Only the lines from the first line of the entries through the line with "Annotate each instance of the curved" belong in the answer, each restated word for word and without pictures.

PROVIDED ENTRIES
▶
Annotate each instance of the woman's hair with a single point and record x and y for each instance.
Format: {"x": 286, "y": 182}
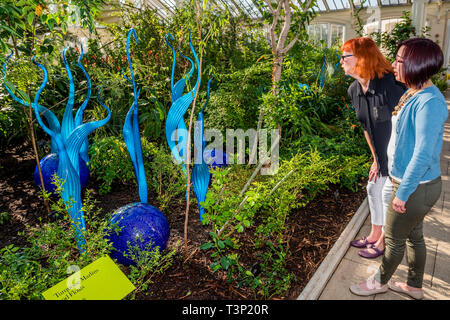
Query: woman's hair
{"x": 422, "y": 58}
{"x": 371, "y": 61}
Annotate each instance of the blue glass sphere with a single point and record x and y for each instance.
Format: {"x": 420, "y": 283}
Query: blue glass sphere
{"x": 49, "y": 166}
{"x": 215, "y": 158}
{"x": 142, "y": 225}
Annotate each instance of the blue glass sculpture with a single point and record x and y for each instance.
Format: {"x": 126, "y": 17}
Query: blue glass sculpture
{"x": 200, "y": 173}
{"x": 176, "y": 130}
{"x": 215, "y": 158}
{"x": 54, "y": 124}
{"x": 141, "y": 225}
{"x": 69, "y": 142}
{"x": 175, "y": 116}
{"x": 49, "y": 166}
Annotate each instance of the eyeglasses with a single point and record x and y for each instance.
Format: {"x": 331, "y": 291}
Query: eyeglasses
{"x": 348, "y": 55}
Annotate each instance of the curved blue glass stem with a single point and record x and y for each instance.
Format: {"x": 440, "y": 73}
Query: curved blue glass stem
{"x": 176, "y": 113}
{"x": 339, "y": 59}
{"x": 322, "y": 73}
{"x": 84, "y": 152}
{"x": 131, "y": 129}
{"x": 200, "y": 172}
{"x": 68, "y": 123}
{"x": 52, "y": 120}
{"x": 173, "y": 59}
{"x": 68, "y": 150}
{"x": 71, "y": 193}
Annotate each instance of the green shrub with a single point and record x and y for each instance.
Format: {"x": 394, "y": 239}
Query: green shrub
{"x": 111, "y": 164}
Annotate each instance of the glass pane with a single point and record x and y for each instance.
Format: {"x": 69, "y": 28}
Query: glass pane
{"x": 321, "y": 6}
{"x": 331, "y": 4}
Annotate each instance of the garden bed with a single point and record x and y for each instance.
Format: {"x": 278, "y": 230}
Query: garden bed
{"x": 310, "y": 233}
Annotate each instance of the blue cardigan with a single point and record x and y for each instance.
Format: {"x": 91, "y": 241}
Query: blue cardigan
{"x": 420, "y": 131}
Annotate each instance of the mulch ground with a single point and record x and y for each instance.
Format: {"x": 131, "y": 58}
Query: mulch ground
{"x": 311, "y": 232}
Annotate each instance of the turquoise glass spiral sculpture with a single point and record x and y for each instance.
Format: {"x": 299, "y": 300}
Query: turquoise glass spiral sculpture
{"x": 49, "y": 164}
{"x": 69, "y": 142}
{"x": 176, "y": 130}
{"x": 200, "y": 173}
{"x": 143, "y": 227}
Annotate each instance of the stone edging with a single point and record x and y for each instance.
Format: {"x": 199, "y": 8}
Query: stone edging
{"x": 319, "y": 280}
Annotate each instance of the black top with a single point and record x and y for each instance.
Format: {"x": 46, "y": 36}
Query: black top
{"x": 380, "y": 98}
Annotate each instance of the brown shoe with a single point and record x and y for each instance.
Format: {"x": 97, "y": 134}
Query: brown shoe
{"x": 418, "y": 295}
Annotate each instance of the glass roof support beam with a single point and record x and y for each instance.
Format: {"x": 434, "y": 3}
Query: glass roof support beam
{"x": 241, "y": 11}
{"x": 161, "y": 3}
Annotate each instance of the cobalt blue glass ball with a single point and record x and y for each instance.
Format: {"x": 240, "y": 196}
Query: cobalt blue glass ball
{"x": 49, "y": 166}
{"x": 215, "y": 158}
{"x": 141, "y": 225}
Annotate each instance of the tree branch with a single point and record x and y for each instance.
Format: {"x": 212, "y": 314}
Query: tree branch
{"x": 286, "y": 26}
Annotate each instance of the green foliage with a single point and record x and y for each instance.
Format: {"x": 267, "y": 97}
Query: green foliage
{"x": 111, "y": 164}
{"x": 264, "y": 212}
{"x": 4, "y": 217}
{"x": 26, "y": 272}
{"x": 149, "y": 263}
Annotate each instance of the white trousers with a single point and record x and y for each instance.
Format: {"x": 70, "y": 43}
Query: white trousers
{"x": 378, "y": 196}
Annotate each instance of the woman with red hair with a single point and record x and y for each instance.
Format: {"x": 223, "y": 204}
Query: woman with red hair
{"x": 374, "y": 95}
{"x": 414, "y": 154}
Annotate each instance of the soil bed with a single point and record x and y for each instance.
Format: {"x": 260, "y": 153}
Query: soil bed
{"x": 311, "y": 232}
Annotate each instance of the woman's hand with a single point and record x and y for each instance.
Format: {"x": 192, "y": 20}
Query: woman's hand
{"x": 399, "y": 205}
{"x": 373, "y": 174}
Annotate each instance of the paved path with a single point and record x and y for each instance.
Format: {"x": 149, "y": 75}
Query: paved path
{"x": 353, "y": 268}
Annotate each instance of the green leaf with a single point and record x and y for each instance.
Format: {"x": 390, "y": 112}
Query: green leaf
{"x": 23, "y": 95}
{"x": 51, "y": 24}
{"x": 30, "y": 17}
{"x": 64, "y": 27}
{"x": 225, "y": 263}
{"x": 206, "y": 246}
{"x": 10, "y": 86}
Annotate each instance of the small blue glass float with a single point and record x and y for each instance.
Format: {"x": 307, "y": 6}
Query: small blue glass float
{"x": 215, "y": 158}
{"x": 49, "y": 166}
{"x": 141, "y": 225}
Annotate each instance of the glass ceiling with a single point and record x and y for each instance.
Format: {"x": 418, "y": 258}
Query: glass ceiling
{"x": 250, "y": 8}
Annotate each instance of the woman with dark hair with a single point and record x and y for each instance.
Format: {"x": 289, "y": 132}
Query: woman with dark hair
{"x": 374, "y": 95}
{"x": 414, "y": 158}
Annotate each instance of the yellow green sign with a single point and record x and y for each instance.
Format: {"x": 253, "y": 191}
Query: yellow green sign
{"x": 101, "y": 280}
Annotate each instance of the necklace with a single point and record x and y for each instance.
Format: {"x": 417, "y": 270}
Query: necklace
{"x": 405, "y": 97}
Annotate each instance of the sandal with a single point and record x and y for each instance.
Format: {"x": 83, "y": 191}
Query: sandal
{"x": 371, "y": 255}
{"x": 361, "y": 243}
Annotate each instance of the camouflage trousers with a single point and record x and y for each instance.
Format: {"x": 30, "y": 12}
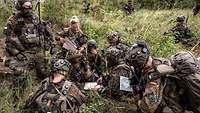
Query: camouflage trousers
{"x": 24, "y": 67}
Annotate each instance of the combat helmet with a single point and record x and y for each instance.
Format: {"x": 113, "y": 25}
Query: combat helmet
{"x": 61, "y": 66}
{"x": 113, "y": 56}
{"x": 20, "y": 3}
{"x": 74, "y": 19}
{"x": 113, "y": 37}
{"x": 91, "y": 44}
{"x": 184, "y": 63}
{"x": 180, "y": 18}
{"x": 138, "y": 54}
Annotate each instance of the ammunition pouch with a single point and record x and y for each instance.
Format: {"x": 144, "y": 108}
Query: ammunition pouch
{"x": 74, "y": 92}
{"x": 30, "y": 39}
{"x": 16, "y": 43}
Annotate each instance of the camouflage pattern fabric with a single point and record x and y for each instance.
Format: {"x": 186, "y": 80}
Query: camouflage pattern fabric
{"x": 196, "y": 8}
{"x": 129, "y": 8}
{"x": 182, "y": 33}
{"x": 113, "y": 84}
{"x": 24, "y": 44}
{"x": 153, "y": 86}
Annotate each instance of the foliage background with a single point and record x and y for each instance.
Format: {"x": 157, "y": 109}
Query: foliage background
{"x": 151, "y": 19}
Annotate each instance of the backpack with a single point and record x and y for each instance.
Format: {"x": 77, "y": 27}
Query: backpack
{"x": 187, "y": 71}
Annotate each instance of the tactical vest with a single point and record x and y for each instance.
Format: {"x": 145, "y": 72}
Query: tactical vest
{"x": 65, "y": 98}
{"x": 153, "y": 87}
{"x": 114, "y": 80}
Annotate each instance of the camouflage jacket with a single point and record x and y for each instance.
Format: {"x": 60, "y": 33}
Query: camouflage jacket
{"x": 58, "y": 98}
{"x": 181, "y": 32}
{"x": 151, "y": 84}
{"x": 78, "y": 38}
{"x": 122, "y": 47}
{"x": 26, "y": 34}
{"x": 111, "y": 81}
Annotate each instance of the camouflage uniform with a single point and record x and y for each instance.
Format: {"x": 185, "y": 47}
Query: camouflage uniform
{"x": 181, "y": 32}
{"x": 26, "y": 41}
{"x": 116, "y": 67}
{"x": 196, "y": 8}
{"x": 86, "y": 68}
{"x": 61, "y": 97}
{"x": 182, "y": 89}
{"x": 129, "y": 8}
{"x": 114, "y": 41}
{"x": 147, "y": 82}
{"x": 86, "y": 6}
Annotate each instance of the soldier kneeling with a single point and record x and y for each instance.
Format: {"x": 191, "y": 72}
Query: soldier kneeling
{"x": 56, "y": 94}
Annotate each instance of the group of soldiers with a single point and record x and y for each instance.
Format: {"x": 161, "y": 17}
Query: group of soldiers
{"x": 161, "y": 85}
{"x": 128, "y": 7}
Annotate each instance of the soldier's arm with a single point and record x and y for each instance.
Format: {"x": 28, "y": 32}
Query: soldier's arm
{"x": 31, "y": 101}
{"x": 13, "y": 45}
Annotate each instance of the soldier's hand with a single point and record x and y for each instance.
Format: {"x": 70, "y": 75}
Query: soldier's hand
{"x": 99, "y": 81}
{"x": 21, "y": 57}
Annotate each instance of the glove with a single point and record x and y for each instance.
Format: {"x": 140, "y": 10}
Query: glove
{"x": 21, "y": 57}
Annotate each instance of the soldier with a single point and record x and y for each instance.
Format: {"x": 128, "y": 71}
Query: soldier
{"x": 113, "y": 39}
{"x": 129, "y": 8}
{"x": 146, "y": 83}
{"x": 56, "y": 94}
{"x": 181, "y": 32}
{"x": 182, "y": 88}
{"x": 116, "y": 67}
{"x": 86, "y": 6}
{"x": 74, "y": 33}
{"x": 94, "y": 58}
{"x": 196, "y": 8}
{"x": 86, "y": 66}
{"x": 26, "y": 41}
◀
EXERCISE OUTPUT
Annotate each instance of the woman's hair with a single point and record x and y for each instance.
Format: {"x": 286, "y": 182}
Query: woman's hair
{"x": 422, "y": 58}
{"x": 371, "y": 61}
Annotate each instance of the blue glass sphere with a single point and record x and y for each instance.
Format: {"x": 420, "y": 283}
Query: blue glass sphere
{"x": 49, "y": 166}
{"x": 215, "y": 158}
{"x": 142, "y": 225}
Annotate each instance of the blue glass sculpture with a single point and record x and y for each instance.
Format: {"x": 126, "y": 17}
Query: blue glass sculpture
{"x": 200, "y": 173}
{"x": 176, "y": 130}
{"x": 215, "y": 158}
{"x": 54, "y": 124}
{"x": 141, "y": 225}
{"x": 69, "y": 142}
{"x": 175, "y": 116}
{"x": 49, "y": 166}
Annotate each instance of the eyeglasses with a single point and record x and y for each instance.
Format: {"x": 331, "y": 291}
Query: eyeglasses
{"x": 348, "y": 55}
Annotate each instance of the curved blue glass stem with a single point and record x and y for each instance.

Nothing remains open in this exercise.